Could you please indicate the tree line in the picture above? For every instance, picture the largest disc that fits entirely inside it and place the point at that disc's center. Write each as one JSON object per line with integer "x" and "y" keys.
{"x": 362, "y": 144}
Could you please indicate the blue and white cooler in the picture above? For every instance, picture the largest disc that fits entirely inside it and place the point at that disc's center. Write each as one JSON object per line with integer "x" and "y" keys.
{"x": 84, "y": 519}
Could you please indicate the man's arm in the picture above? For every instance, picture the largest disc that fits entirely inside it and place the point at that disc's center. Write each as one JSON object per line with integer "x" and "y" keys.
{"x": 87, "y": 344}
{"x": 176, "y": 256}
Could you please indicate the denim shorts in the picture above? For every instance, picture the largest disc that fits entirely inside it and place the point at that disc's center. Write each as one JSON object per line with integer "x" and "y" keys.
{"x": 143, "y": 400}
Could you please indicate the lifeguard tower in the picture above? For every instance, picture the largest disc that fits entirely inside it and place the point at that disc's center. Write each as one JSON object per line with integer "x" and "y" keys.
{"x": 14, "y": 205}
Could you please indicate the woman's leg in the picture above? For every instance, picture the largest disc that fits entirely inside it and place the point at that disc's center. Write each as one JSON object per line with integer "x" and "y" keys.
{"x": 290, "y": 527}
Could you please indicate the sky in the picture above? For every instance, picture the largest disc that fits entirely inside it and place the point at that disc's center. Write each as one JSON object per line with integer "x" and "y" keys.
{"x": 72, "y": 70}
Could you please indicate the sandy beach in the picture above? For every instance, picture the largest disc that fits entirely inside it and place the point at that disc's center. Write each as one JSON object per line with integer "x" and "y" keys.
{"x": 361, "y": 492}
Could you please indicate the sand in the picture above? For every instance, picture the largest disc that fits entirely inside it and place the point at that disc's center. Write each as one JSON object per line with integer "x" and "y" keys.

= = =

▸ ABOUT THIS EXERCISE
Extract every entry above as it appears.

▸ OUTPUT OF THE EXERCISE
Could you please indicate the tree line in the picture above? For every instance, picture the largest disc that fits entirely inside it and place the point at that disc's center. Write each as one JSON object per line with integer "x" and "y" keys.
{"x": 362, "y": 144}
Could you please indicate the blue and white cooler in the picture above? For every instance, picture the largest disc that fits entirely inside it and place the point at that disc's center. Write each as one JSON object per line with integer "x" and "y" keys.
{"x": 84, "y": 519}
Could you please indicate the man's arm in the picture above? For every instance, picture the largest disc that fits entirely inside it and place the point at that disc's center. Write each as one JSON object per line with integer "x" and "y" keys.
{"x": 87, "y": 344}
{"x": 176, "y": 256}
Could you please indicate the denim shorts in the picture above? For every instance, picture the largest disc that fits entirely inside it and place the point at that disc's center. Write each as one JSON object per line with integer "x" and "y" keys.
{"x": 143, "y": 400}
Could you please indicate the lifeguard tower in the picture above? For every instance, picture the largest disc that fits entirely inside it and place the point at that disc's center. Write each as one JSON object per line with integer "x" and "y" keys.
{"x": 14, "y": 205}
Could you please indicate the woman's leg in the picture above? For every instance, picture the largest disc that fits entirely inside it and place the point at that disc's center. Write each as one JSON object per line with integer "x" and "y" keys.
{"x": 290, "y": 527}
Could you please indicate the sky in the picture above? For every instance, picture the largest disc that fits entirely inside it and place the point at that disc's center. Write each as one JSON object per line with integer "x" and "y" keys.
{"x": 72, "y": 70}
Could you please indicate the sandy beach in the picture above? For every instance, picture the largest disc that fits entirely inside it and place the point at that disc's center. Write each as one JSON object per line with integer "x" and "y" keys.
{"x": 361, "y": 492}
Could you please indicate the sand in the picture above? For every instance, picture the largest disc that fits entirely inside it and place the point at that disc's center. Write each as one JSON object per line with integer "x" and "y" keys.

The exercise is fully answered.